Work instruction:
All of the entries need to be printed again exactly; pictures are the only thing to omit.
■ ■ ■ ■ ■
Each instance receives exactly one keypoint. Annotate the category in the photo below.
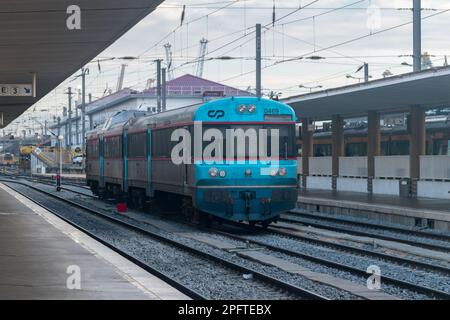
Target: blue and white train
(144, 158)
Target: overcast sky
(297, 33)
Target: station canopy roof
(34, 38)
(429, 89)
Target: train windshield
(286, 138)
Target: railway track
(341, 266)
(374, 230)
(326, 262)
(287, 290)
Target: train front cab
(248, 189)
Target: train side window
(92, 149)
(113, 147)
(137, 145)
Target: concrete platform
(38, 253)
(421, 212)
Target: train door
(101, 149)
(149, 190)
(125, 162)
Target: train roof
(186, 114)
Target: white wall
(351, 184)
(389, 187)
(392, 167)
(353, 166)
(320, 166)
(435, 167)
(321, 183)
(433, 189)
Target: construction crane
(169, 59)
(121, 77)
(201, 58)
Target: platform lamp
(59, 176)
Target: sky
(343, 34)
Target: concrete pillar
(337, 145)
(417, 143)
(307, 149)
(373, 146)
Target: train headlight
(213, 172)
(251, 108)
(242, 108)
■ ■ ■ ■ ■
Solution:
Each instance receives exactly one keypoint. Annotate the category in the photo below.
Target: blue and white train
(144, 158)
Target: overcast sky
(297, 33)
Target: station canopy roof
(34, 38)
(429, 89)
Target: train windshield
(286, 138)
Target: railway track
(341, 266)
(374, 230)
(326, 262)
(287, 290)
Target: train front cab
(248, 189)
Target: train side window
(92, 149)
(113, 147)
(137, 145)
Target: concrete platform
(38, 253)
(421, 212)
Target: train door
(101, 149)
(149, 190)
(125, 162)
Target: train roof
(186, 114)
Target: white wall
(351, 184)
(389, 187)
(392, 167)
(353, 166)
(320, 166)
(435, 167)
(321, 183)
(433, 189)
Target: construction crane
(169, 59)
(121, 77)
(201, 58)
Target: platform lamp
(59, 176)
Target: sky
(343, 34)
Target: concrete pillar
(337, 145)
(417, 143)
(307, 149)
(373, 146)
Target: train headlight
(213, 172)
(251, 108)
(242, 108)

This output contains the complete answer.